** Opening Text provided block **

St. Francis de Sales Doesn’t Dance

Here is an extremely amusing (and, in its own way, edifying) little chapter from Introduction to the Devout Life. I’ve only just encountered it by chance. It’s passages like this that rather make one understand why Evelyn Underhill summed up his teaching in the one line, “Yes, indeed, my dear Duchess, as Your Grace so truly observes, God is love.”

One can almost hear the Gentleman Saint sipping his tea at the end of each numbered item in the list below.

CHAPTER XXXIII. Of Balls, and other Lawful but Dangerous Amusements.

DANCES and balls are things in themselves indifferent, but the circumstances ordinarily surrounding them have so generally an evil tendency, that they become full of temptation and danger. The time of night at which they take place is in itself conducive to harm, both as the season when people’s nerves are most excited and open to evil impressions; and because, after being up the greater part of the night, they spend the mornings afterwards in sleep, and lose the best part of the day for God’s Service. It is a senseless thing to turn day into night, light into darkness, and to exchange good works for mere trifling follies. Moreover, those who frequent balls almost inevitably foster their Vanity, and vanity is very conducive to unholy desires and dangerous attachments.

I am inclined to say about balls what doctors say of certain articles of food, such as mushrooms and the like—the best are not good for much; but if eat them you must, at least mind that they are properly cooked. So, if circumstances over which you have no control take you into such places, be watchful how you prepare to enter them. Let the dish be seasoned with moderation, dignity and good intentions. The doctors say (still referring to the mushrooms), eat sparingly of them, and that but seldom, for, however well dressed, an excess is harmful.

So dance but little, and that rarely, my daughter, lest you run the risk of growing over fond of the amusement.

** Closing Text provided block **
** Opening Study material block **

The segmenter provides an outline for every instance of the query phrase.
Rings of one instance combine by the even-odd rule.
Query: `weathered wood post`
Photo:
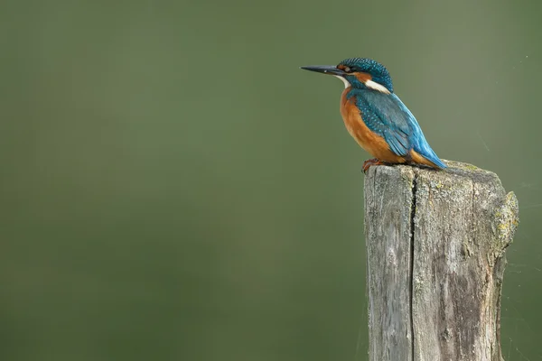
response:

** Closing Study material block **

--- What you need to do ---
1. In the piece on St. Francis de Sales and dancing, which food does the chapter compare balls to?
2. Write the next part of the piece on St. Francis de Sales and dancing, picking up after its final sentence.

--- Task responses ---
1. Mushrooms.

2.
Pliny says that mushrooms, from their porous, spongy nature, easily imbibe meretricious matter, so that if they are near a serpent, they are infected by its poison. So balls and similar gatherings are wont to attract all that is bad and vicious; all the quarrels, envyings, slanders, and indiscreet tendencies of a place will be found collected in the ballroom. While people’s bodily pores are opened by the exercise of dancing, the heart’s pores will be also opened by excitement, and if any serpent be at hand to whisper foolish words of levity or impurity, to insinuate unworthy thoughts and desires, the ears which listen are more than prepared to receive the contagion.

Believe me, my daughter, these frivolous amusements are for the most part dangerous; they dissipate the spirit of devotion, enervate the mind, check true charity, and arouse a multitude of evil inclinations in the soul, and therefore I would have you very reticent in their use.

To return to the medical simile;—it is said that after eating mushrooms you should drink some good wine. So after frequenting balls you should frame pious thoughts which may counteract the dangerous impressions made by such empty pleasures on your heart.

Bethink you, then—

1. That while you were dancing, souls were groaning in hell by reason of sins committed when similarly occupied, or in consequence thereof.

2. Remember how, at the selfsame time, many religious and other devout persons were kneeling before God, praying or praising Him. Was not their time better spent than yours?

3. Again, while you were dancing, many a soul has passed away amid sharp sufferings; thousands and tens of thousands were lying all the while on beds of anguish, some perhaps untended, unconsoled, in fevers, and all manner of painful diseases. Will you not rouse yourself to a sense of pity for them? At all events, remember that a day will come when you in your turn will lie on your bed of sickness, while others dance and make merry.

4. Bethink you that our Dear Lord, Our Lady, all the Angels and Saints, saw all that was passing. Did they not look on with sorrowful pity, while your heart, capable of better things, was engrossed with such mere follies?

5. And while you were dancing time passed by, and death drew nearer. Trifle as you may, the awful dance of death must come, the real pastime of men, since therein they must, whether they will or no, pass from time to an eternity of good or evil. If you think of the matter quietly, and as in God’s Sight, He will suggest many a like thought, which will steady and strengthen your heart.

St. Francis de Sales, giving you the side-eye.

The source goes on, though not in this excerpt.